A. Confino u.a. (Hrsg.): Between Mass Death and Individual Loss

Cover
Titel
Between Mass Death and Individual Loss. The Place of the Dead in Twentieth-Century Germany


Herausgeber
Confino, Alon; Betts, Paul; Schumann, Dirk
Reihe
Studies in German History 7
Erschienen
New York 2008: Berghahn Books
Anzahl Seiten
329 S.
Preis
$ 85.00/£ 42.50
Rezensiert für H-Soz-Kult von
Wolfgang Kruse, Historisches Institut, FernUniversität Hagen

Der Umgang mit dem gewaltsamen Tod in der neueren deutschen Geschichte ist lange vor allem unter dem Einfluss von Reinhart Kosellecks Konzept des „politischen Totenkults“ mit seiner Konzentration auf die Geschichte der Kriegerdenkmäler untersucht worden. Der hier vorgestellte, auf eine Tagung an der Universität von Virginia in Charlottesville im Jahr 2003 zurückgehende Sammelband verschiebt demgegenüber nachhaltig die Fragestellungen, Perspektiven und Themenfelder. Er gibt vielfältige Anregungen, führt mit dem einleitend von den Herausgebern formulierten Anspruch, epochenübergreifende Formen von Trauer, Leid und Totenerinnerung forschungsstrategisch mit den überwältigenden Gewalterfahrungen der beiden Weltkriege des 20. Jahrhunderts zu verbinden, teilweise aber auch etwas in die Irre. Denn das im Buchtitel angelegte Spannungsverhältnis zwischen dem gewaltsamen Tod als Massenerfahrung und den trotzdem weiterhin persönlichen Verlusterfahrungen wird so teilweise umgangen und auf die unterschiedlichen Ebenen von gewaltsamem Massentod einerseits, natürlichem Tod andererseits verschoben.

(DATENSATZ):
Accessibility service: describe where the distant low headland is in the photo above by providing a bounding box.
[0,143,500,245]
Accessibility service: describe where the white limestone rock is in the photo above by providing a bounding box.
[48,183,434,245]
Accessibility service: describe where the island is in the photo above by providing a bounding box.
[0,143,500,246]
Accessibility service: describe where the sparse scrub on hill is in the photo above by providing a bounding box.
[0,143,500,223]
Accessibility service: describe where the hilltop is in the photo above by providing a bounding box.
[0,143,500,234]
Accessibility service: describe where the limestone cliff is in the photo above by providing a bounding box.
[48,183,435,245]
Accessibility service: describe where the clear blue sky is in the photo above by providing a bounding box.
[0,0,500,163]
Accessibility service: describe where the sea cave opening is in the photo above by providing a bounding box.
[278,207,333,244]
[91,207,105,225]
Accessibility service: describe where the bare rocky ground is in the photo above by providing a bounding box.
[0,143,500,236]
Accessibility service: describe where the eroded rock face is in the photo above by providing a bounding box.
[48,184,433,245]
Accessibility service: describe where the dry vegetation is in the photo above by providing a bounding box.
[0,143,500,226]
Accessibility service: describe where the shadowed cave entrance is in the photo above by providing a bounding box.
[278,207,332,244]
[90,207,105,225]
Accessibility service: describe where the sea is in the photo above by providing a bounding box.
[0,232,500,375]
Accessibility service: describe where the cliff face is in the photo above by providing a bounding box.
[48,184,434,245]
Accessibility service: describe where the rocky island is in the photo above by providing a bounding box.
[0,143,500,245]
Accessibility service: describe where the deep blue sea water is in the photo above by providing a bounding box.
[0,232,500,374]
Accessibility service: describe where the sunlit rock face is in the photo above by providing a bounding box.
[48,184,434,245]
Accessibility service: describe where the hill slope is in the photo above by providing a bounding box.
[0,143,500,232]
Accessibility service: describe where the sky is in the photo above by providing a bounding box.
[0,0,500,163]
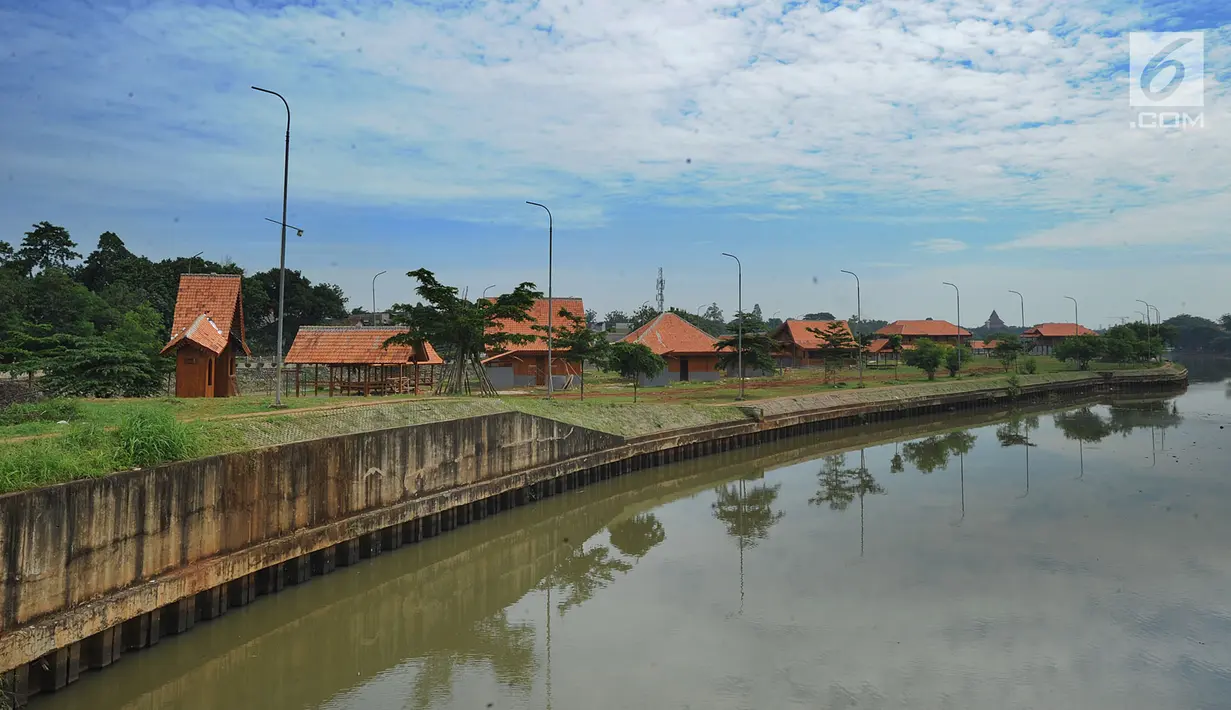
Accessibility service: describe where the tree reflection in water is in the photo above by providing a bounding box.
[607,513,667,560]
[406,610,538,710]
[808,449,897,557]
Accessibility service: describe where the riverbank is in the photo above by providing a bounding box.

(AUFGABEN):
1) Stimmen die folgenden Aussagen mit der Rezension überein? (a) Der Sammelband geht auf eine Tagung im Jahr 2003 zurück. (b) Der Band ist 2008 in London erschienen. (c) Der Rezension zufolge führt der Band an keiner Stelle in die Irre. Antworte jeweils mit Ja oder Nein und zitiere die entscheidenden Worte der Rezension wörtlich.
2) Führe die Rezension über den Sammelband zum Tod im Deutschland des 20. Jahrhunderts im Anschluss an ihren letzten Satz weiter.

(ANTWORTEN):
1)
(a) Ja: „auf eine Tagung an der Universität von Virginia in Charlottesville im Jahr 2003 zurückgehende Sammelband“
(b) Nein: „New York 2008: Berghahn Books“
(c) Nein: „teilweise aber auch etwas in die Irre“

2)
Die Aufsätze über Feuerbestattung im Kaiserreich und in der Weimarer Republik (Simone Ameskamp) sowie über Bestattungsformen in der DDR (Felix Robin Schulz) sind für sich gelungen, im Zusammenhang des Sammelbandes mit seiner Schwerpunktsetzung auf dem gewaltsamen Tod jedoch mehr oder weniger Fremdkörper – zumal sie deutlich machen, dass sich ihre Gegenstände tatsächlich weitgehend unabhängig von den Kriegserfahrungen entwickelt haben. Ähnlich abgelöst erscheint auch der durchaus interessante, vergleichende Beitrag von Paul Betts über die Staatsbegräbnisse für Konrad Adenauer und Walter Ulbricht. Etwas anders verhält es sich mit Michael Geyers Aufsatz über die vermeintlich spezifische, eine höhere „killing rate“ aufweisende Kampf- und Tötungsweise, die das deutsche Militär seit dem Ersten Weltkrieg entwickelt habe. Wie immer man diese auf Niall Ferguson zurückgehende, einigermaßen spekulativ entwickelte These beurteilen mag: Als allgemeine Grundlage für eine Behandlung des massenhaften gewaltsamen Todes in der deutschen Geschichte des 20. Jahrhunderts erscheint sie nicht wirklich tragfähig.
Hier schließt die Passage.